Rescale everything from the line below that contains "on the navy" down to the end of the lines. Reproduce each line, including the requests, but multiply every coordinate in the answers by 0.9 and round to whole numbers, with halves rounding up. Leave the coordinates in the requests and their format samples unchanged, and omit the pictures.

### Dataset records
<<<<

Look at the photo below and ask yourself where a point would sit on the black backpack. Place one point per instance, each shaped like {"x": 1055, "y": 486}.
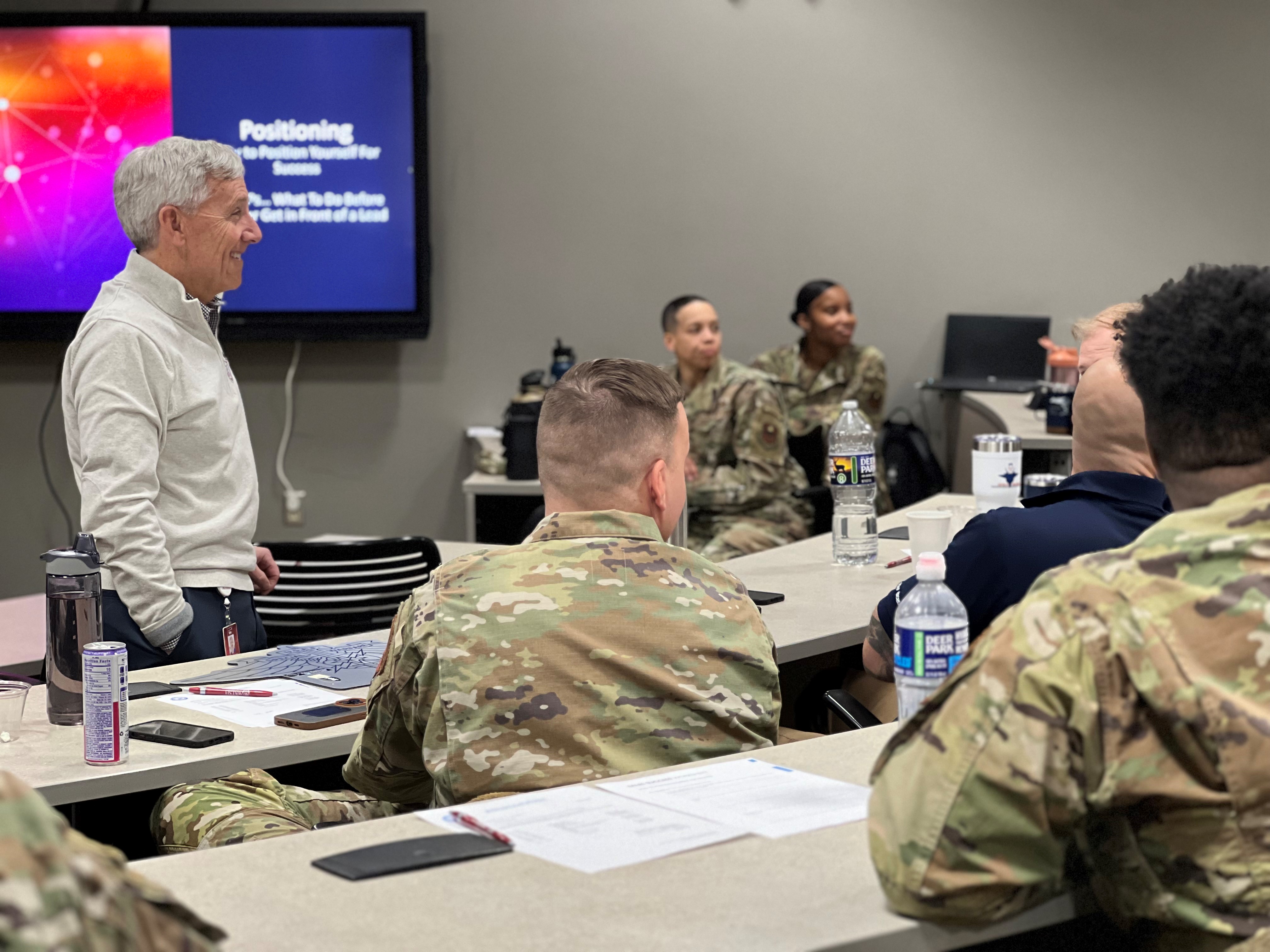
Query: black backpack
{"x": 912, "y": 471}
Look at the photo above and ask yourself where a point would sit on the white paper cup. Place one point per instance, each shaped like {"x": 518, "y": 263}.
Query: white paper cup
{"x": 929, "y": 531}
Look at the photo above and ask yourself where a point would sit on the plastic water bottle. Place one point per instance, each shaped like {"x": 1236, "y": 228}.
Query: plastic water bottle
{"x": 931, "y": 635}
{"x": 853, "y": 479}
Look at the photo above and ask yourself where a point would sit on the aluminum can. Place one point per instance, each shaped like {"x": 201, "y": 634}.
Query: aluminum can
{"x": 106, "y": 702}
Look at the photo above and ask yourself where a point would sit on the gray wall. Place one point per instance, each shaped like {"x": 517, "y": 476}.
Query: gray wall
{"x": 592, "y": 159}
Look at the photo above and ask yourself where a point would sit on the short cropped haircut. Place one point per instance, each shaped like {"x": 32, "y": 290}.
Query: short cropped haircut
{"x": 603, "y": 426}
{"x": 174, "y": 171}
{"x": 1198, "y": 353}
{"x": 1110, "y": 318}
{"x": 671, "y": 313}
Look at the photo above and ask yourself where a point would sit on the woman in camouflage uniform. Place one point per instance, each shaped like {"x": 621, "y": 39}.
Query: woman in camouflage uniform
{"x": 825, "y": 369}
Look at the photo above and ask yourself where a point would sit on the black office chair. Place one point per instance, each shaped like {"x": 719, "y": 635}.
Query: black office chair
{"x": 809, "y": 451}
{"x": 342, "y": 588}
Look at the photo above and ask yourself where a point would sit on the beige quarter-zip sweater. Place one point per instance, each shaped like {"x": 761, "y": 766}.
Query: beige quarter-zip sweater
{"x": 159, "y": 442}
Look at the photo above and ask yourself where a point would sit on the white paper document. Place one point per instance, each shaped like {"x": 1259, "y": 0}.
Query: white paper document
{"x": 587, "y": 829}
{"x": 753, "y": 796}
{"x": 255, "y": 711}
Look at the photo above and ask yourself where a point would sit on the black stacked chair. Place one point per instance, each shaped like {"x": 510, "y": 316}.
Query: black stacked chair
{"x": 342, "y": 588}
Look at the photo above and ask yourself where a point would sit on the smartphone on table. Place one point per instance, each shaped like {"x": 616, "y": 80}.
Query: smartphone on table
{"x": 182, "y": 735}
{"x": 347, "y": 709}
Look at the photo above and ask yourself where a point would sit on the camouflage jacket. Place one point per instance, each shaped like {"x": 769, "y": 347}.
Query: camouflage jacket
{"x": 1121, "y": 710}
{"x": 737, "y": 434}
{"x": 60, "y": 890}
{"x": 591, "y": 650}
{"x": 816, "y": 399}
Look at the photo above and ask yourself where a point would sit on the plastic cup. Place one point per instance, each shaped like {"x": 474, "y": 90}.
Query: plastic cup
{"x": 13, "y": 702}
{"x": 929, "y": 531}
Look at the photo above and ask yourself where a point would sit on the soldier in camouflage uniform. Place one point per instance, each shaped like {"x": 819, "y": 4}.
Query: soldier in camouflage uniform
{"x": 1121, "y": 712}
{"x": 825, "y": 369}
{"x": 742, "y": 496}
{"x": 60, "y": 890}
{"x": 591, "y": 650}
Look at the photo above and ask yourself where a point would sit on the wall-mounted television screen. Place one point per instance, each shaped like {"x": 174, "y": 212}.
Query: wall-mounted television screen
{"x": 328, "y": 112}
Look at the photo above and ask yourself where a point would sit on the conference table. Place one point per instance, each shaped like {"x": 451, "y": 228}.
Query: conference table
{"x": 809, "y": 892}
{"x": 827, "y": 606}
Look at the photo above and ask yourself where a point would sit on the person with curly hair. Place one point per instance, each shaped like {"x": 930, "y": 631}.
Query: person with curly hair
{"x": 1117, "y": 720}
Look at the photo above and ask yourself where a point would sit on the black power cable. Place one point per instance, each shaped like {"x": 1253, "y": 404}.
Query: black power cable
{"x": 44, "y": 456}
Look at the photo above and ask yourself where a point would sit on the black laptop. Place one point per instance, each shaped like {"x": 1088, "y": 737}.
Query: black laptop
{"x": 993, "y": 352}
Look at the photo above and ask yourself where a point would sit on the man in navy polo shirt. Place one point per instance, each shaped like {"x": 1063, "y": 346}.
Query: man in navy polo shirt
{"x": 1110, "y": 498}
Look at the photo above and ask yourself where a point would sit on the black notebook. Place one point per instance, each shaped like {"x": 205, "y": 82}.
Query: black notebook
{"x": 409, "y": 855}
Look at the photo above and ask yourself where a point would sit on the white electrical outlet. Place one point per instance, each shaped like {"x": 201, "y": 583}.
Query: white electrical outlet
{"x": 294, "y": 511}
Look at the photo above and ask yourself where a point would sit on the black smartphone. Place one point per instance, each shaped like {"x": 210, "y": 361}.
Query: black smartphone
{"x": 150, "y": 688}
{"x": 409, "y": 855}
{"x": 182, "y": 735}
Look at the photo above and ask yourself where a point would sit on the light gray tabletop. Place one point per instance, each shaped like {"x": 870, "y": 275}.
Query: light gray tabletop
{"x": 809, "y": 892}
{"x": 51, "y": 760}
{"x": 827, "y": 606}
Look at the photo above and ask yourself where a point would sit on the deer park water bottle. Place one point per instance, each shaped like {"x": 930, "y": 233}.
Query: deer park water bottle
{"x": 931, "y": 635}
{"x": 854, "y": 483}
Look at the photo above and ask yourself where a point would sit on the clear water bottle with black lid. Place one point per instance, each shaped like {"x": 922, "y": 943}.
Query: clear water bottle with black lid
{"x": 73, "y": 586}
{"x": 854, "y": 483}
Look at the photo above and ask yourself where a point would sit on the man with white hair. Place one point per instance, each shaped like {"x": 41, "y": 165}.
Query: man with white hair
{"x": 154, "y": 418}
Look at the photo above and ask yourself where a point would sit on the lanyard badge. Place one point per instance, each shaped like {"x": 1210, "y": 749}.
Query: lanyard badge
{"x": 229, "y": 634}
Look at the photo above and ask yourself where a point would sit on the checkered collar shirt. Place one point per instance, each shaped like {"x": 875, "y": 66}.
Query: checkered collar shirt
{"x": 211, "y": 313}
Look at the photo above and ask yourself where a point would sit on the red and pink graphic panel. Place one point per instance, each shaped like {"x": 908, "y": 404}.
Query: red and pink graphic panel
{"x": 73, "y": 103}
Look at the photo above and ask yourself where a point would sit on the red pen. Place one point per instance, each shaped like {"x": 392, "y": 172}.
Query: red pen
{"x": 472, "y": 823}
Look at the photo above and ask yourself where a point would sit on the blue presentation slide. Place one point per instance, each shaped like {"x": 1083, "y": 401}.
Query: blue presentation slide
{"x": 324, "y": 121}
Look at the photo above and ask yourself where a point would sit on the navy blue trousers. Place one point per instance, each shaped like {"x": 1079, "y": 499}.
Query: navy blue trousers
{"x": 203, "y": 639}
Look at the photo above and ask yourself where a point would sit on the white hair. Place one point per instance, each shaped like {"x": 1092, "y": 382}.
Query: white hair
{"x": 174, "y": 171}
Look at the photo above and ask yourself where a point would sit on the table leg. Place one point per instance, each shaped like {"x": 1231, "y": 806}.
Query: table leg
{"x": 952, "y": 400}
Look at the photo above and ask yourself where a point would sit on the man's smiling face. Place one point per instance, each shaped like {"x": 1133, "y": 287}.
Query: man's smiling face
{"x": 218, "y": 235}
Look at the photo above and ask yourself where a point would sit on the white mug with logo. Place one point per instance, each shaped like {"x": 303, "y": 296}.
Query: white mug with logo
{"x": 996, "y": 466}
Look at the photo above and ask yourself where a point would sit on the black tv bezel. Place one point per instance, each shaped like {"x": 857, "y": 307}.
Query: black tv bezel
{"x": 275, "y": 326}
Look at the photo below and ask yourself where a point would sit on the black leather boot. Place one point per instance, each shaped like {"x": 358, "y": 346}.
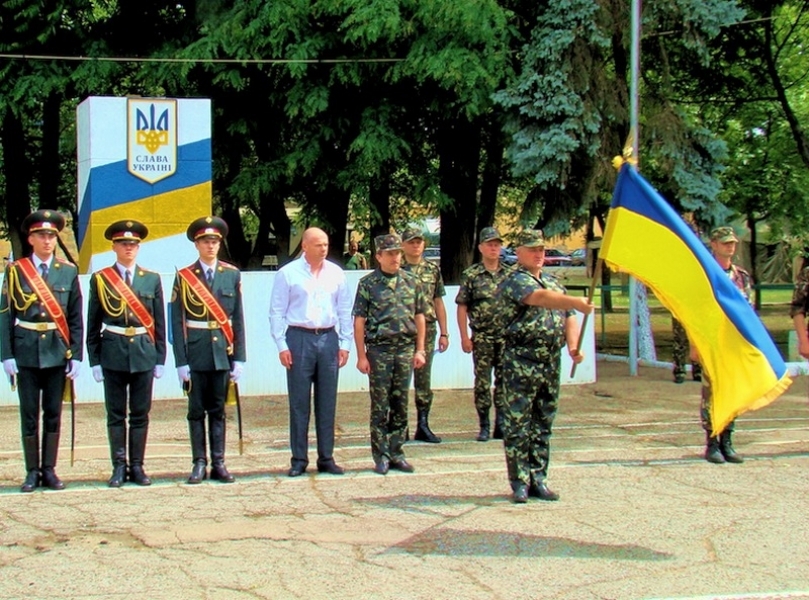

>>>>

### Exercise output
Look at the photo above and ask yourself where a point would sit on the navy blue trousers. Place one point per instance, each shaped like {"x": 1079, "y": 499}.
Query: navy blue trousers
{"x": 183, "y": 575}
Look at the photo above and ask yourself where a point would sit on the white hair. Place one point per instance, each shaped like {"x": 1092, "y": 382}.
Query: white hair
{"x": 157, "y": 154}
Look at the photo above and ask yourself where a point would sit on the table leg. Place one point per instance, each shaped like {"x": 1231, "y": 806}.
Query: table leg
{"x": 857, "y": 360}
Look at the photo above and ask yourself where a point would sit on the man's smiling face. Place one point per instance, each shaped like {"x": 1133, "y": 287}.
Query: man's smiling face
{"x": 196, "y": 212}
Look at the photo above and ask yourself where a point would sit on the white mug with logo. Place one point per instance, each shaped like {"x": 303, "y": 296}.
Query: white mug with logo
{"x": 896, "y": 419}
Look at the photo above and ask yourself where a point would sit on the black tv bezel. Place one point per instance, each shaped like {"x": 857, "y": 307}.
Query: black tv bezel
{"x": 248, "y": 293}
Look at the photo below and ask yourself where a point would sit on the black leather boot. Place one point per instance, each shaped like {"x": 358, "y": 346}.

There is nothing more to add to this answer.